• Work instruction: Find the line containing "Target: yellow machine part" in the records below. Copy exactly that line and each one after it, ending at the line containing "Target: man wearing glasses", and nothing more.

• Source material:
_ _ _ _

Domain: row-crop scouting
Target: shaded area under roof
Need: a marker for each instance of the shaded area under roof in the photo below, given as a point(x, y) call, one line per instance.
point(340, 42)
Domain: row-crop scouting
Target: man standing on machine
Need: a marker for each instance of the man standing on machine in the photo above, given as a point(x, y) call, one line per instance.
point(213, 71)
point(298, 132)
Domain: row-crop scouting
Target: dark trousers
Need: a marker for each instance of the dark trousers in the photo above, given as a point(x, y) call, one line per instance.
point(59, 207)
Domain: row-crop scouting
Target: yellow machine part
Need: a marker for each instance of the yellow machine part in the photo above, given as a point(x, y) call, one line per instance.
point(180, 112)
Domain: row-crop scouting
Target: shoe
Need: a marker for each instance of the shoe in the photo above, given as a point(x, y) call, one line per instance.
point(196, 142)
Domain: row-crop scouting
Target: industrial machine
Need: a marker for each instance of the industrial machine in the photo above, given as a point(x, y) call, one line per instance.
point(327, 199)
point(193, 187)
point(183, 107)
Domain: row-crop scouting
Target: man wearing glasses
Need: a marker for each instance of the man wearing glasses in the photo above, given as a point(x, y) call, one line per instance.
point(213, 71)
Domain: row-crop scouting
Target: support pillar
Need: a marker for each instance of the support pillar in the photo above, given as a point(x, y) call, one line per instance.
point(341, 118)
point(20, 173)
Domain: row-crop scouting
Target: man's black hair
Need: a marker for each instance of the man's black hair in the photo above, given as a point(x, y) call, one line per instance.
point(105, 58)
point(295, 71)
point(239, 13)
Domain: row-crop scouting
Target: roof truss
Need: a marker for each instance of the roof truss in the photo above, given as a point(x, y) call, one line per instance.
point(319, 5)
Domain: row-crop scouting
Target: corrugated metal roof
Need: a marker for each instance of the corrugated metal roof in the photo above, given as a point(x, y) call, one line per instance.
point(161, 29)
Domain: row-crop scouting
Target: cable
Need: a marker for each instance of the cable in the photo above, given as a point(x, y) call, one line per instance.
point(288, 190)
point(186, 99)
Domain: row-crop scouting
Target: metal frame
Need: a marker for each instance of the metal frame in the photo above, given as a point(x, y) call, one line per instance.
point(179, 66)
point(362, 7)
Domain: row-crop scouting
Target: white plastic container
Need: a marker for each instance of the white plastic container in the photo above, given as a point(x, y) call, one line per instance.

_ _ _ _

• Answer section:
Target: yellow machine part
Need: a marker for each instance of the yellow machine part in the photo above, given as a point(x, y) call, one line per instance.
point(180, 112)
Domain: row-crop scouting
Target: shoe
Need: a marker for each instance of the shoe in the photo above, given as a point(x, y) call, one line per instance.
point(196, 142)
Domain: row-crop scouting
Target: industrial machine
Need: a marker for each instance of the industrial machine in the photo above, given as a point(x, y) call, one line per instance.
point(327, 199)
point(193, 187)
point(183, 107)
Domain: row-crop scouting
Target: man wearing glasses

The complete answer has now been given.